What to do => Transcribe every record in full, keeping it exactly the same.

Exercise material =>
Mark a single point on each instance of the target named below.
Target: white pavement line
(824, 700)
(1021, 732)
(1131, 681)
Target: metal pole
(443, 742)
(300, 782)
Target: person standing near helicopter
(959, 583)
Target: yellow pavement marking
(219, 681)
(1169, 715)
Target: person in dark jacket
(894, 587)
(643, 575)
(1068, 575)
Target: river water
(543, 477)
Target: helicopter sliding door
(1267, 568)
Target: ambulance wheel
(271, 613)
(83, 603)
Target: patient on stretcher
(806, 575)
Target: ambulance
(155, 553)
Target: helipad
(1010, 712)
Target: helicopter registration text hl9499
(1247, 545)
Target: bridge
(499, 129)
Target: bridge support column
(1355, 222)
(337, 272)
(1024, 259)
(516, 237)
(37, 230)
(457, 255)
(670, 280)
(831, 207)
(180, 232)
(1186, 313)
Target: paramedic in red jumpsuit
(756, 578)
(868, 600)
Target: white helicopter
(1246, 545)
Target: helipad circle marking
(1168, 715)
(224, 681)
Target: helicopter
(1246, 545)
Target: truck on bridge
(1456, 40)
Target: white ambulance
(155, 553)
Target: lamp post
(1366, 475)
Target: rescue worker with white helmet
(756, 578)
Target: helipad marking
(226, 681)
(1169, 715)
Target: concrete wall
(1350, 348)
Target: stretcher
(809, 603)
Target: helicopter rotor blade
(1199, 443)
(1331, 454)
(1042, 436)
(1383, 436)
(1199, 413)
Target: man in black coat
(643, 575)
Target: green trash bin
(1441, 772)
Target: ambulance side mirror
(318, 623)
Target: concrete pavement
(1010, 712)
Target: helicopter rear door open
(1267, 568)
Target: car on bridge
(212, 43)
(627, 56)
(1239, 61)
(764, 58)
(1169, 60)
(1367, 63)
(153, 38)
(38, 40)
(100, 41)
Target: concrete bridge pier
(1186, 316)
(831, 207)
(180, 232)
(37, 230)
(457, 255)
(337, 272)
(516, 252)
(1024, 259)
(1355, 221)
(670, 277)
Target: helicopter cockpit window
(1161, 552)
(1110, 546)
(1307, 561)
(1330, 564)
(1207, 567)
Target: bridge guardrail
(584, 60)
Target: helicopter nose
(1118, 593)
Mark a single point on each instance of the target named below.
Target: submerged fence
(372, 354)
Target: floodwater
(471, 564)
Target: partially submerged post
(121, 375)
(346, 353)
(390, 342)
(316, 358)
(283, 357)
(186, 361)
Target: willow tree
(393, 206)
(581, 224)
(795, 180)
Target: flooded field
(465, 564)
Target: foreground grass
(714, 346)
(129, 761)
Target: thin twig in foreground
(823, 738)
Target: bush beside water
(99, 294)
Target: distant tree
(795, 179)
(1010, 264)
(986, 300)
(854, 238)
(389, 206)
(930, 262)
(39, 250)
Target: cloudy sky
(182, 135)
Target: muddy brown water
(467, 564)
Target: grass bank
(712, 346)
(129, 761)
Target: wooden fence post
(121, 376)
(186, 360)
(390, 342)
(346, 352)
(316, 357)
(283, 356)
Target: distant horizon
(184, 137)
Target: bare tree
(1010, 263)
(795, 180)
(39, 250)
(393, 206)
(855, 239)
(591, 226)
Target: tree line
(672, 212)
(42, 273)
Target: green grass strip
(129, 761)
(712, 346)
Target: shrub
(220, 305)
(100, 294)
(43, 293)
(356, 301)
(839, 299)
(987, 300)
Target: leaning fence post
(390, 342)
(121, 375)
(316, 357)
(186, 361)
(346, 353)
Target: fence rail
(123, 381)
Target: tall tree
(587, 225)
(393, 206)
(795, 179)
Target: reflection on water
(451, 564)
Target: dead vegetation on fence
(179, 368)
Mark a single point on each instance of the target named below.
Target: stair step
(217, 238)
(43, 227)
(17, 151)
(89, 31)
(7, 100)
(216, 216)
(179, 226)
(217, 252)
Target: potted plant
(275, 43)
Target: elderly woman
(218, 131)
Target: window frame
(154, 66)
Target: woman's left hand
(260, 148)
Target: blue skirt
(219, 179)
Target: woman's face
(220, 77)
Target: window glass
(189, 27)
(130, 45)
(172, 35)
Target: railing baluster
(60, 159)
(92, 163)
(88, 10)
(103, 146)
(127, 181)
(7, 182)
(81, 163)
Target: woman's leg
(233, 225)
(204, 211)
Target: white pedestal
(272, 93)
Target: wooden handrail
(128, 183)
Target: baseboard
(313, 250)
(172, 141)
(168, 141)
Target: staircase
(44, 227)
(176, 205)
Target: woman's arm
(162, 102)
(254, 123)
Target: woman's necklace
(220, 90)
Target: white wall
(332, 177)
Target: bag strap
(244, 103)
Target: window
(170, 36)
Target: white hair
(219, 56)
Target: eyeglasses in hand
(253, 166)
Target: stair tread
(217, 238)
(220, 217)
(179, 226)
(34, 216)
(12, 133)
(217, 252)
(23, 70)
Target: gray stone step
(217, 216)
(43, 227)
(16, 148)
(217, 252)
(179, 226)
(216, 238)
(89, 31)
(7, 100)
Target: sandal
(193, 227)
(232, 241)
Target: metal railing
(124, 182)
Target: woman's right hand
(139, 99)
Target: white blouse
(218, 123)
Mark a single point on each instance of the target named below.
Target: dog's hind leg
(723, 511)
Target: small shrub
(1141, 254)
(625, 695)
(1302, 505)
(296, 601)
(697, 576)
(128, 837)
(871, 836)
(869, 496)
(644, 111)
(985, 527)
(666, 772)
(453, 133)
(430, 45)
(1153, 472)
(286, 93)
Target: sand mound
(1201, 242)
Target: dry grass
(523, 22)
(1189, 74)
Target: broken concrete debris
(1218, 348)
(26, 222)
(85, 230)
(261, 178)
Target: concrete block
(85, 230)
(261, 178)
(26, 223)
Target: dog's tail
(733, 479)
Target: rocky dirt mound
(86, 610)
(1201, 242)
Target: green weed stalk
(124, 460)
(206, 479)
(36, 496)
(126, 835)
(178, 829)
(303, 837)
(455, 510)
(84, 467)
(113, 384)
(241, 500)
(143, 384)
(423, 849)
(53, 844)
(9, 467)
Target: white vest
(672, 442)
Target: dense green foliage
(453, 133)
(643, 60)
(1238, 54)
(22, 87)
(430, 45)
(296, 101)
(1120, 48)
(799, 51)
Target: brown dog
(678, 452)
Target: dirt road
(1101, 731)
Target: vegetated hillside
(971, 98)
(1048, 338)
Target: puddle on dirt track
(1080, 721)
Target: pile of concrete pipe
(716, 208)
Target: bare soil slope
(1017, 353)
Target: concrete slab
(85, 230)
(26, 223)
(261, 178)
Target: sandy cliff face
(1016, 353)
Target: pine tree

Expected answer =>
Mark a single point on each instance of the target named below.
Target: white pavement line
(824, 700)
(1021, 732)
(1131, 681)
Target: metal pole
(443, 742)
(300, 782)
Target: person standing near helicopter
(959, 583)
Target: yellow pavement marking
(219, 681)
(1169, 715)
Target: person in dark jacket
(894, 587)
(643, 575)
(1068, 575)
Target: river water
(543, 477)
Target: helicopter sliding door
(1267, 568)
Target: ambulance wheel
(271, 613)
(83, 603)
Target: patient on stretcher
(806, 575)
Target: ambulance
(155, 553)
Target: helipad
(1010, 712)
Target: helicopter registration text hl9499
(1247, 545)
Target: bridge
(499, 129)
Target: bridge support column
(1355, 222)
(337, 272)
(1024, 259)
(516, 237)
(37, 230)
(457, 255)
(670, 280)
(831, 207)
(180, 232)
(1186, 313)
Target: paramedic in red jumpsuit
(756, 578)
(868, 600)
Target: white helicopter
(1246, 545)
Target: helipad circle marking
(1168, 715)
(224, 681)
Target: helicopter
(1246, 545)
Target: truck on bridge
(1456, 40)
Target: white ambulance
(155, 553)
Target: lamp post
(1366, 475)
Target: rescue worker with white helmet
(756, 578)
Target: helipad marking
(226, 681)
(1169, 715)
Target: concrete wall
(1350, 348)
Target: stretcher
(809, 603)
Target: helicopter rotor blade
(1199, 443)
(1331, 454)
(1042, 436)
(1383, 436)
(1199, 413)
Target: man in black coat
(643, 575)
Target: green trash bin
(1441, 772)
Target: ambulance side mirror
(318, 623)
Target: concrete pavement
(1010, 712)
Target: helicopter rear door open
(1267, 568)
Target: car on bridge
(212, 43)
(627, 56)
(1239, 61)
(764, 58)
(1169, 60)
(1367, 63)
(153, 38)
(38, 40)
(100, 41)
Target: concrete bridge pier
(1186, 316)
(831, 207)
(180, 232)
(37, 230)
(457, 255)
(337, 272)
(516, 252)
(1024, 259)
(1355, 221)
(670, 277)
Target: helicopter cockpit window
(1161, 552)
(1110, 546)
(1307, 561)
(1330, 564)
(1207, 567)
Target: bridge guardrail
(584, 60)
Target: helicopter nose
(1118, 593)
Mark a single point on each instance of the target named below.
Target: submerged fence
(372, 354)
Target: floodwater
(471, 564)
Target: partially submerged post
(121, 375)
(346, 353)
(390, 342)
(316, 358)
(283, 357)
(186, 361)
Target: willow tree
(393, 206)
(581, 224)
(795, 180)
Target: flooded field
(465, 564)
Target: foreground grass
(714, 346)
(129, 761)
Target: thin twig in foreground
(823, 738)
Target: bush beside water
(99, 294)
Target: distant tree
(795, 179)
(1010, 264)
(986, 300)
(854, 238)
(389, 206)
(930, 262)
(39, 250)
Target: cloudy sky
(182, 135)
Target: muddy brown water
(467, 564)
Target: grass bank
(712, 346)
(129, 761)
Target: wooden fence post
(121, 376)
(186, 360)
(390, 342)
(346, 352)
(316, 357)
(283, 356)
Target: distant horizon
(184, 137)
Target: bare tree
(1010, 263)
(795, 180)
(39, 250)
(393, 206)
(855, 239)
(591, 226)
Target: tree line
(672, 212)
(42, 273)
Target: green grass strip
(129, 761)
(712, 346)
Target: shrub
(220, 305)
(100, 294)
(43, 293)
(356, 301)
(839, 299)
(987, 300)
Target: leaning fence post
(390, 342)
(121, 375)
(316, 357)
(186, 361)
(346, 353)
Target: fence rail
(123, 381)
Target: tall tree
(587, 225)
(393, 206)
(795, 179)
Target: reflection on water
(451, 564)
Target: dead vegetation on fence
(179, 368)
Mark a single point on each instance of the target named below.
Target: stair step
(217, 238)
(43, 227)
(17, 151)
(89, 31)
(7, 100)
(216, 216)
(179, 226)
(217, 252)
Target: potted plant
(275, 43)
Target: elderly woman
(218, 131)
Target: window frame
(154, 66)
Target: woman's left hand
(260, 148)
Target: blue skirt
(219, 179)
Target: woman's face
(220, 77)
Target: window glass
(189, 27)
(130, 45)
(172, 35)
Target: railing baluster
(60, 159)
(92, 163)
(88, 10)
(103, 146)
(127, 181)
(7, 182)
(81, 163)
Target: woman's leg
(233, 225)
(204, 211)
Target: white pedestal
(272, 93)
Target: wooden handrail
(128, 183)
Target: baseboard
(313, 250)
(172, 141)
(168, 141)
Target: staircase
(44, 227)
(176, 205)
Target: woman's arm
(162, 102)
(254, 123)
Target: woman's necklace
(220, 90)
Target: white wall
(332, 177)
Target: bag strap
(244, 103)
Target: window
(170, 36)
Target: white hair
(219, 56)
Target: eyeglasses in hand
(253, 166)
Target: stair tread
(217, 238)
(220, 217)
(179, 226)
(34, 216)
(12, 133)
(217, 252)
(23, 70)
Target: gray stone step
(217, 216)
(43, 227)
(16, 148)
(217, 252)
(179, 226)
(216, 238)
(89, 31)
(7, 100)
Target: sandal
(193, 227)
(232, 241)
Target: metal railing
(124, 182)
Target: woman's right hand
(139, 99)
Target: white blouse
(218, 123)
Mark a single point on each instance of the target named below.
Target: dog's hind leg
(723, 511)
Target: small shrub
(1141, 254)
(625, 695)
(1302, 505)
(296, 601)
(697, 576)
(128, 837)
(871, 836)
(869, 496)
(644, 111)
(985, 527)
(666, 772)
(453, 133)
(430, 45)
(1153, 472)
(286, 93)
Target: sand mound
(1201, 242)
Target: dry grass
(523, 22)
(1189, 74)
Target: broken concrete debris
(1218, 348)
(26, 222)
(85, 230)
(261, 178)
Target: concrete block
(85, 230)
(261, 178)
(26, 223)
Target: dog's tail
(733, 479)
Target: rocky dirt mound
(86, 610)
(1201, 242)
Target: green weed stalk
(124, 460)
(206, 479)
(36, 496)
(126, 835)
(178, 829)
(303, 837)
(455, 510)
(84, 467)
(113, 384)
(241, 500)
(143, 384)
(423, 849)
(53, 844)
(9, 467)
Target: white vest
(672, 442)
Target: dense green foliage
(453, 133)
(643, 60)
(1238, 54)
(22, 87)
(430, 45)
(296, 101)
(1120, 48)
(799, 51)
Target: brown dog
(678, 452)
Target: dirt road
(1101, 731)
Target: vegetated hillside
(971, 98)
(1048, 338)
Target: puddle on dirt track
(1080, 721)
Target: pile of concrete pipe
(716, 208)
Target: bare soil slope
(1017, 353)
Target: concrete slab
(85, 230)
(26, 223)
(261, 178)
Target: sandy cliff face
(1016, 353)
Target: pine tree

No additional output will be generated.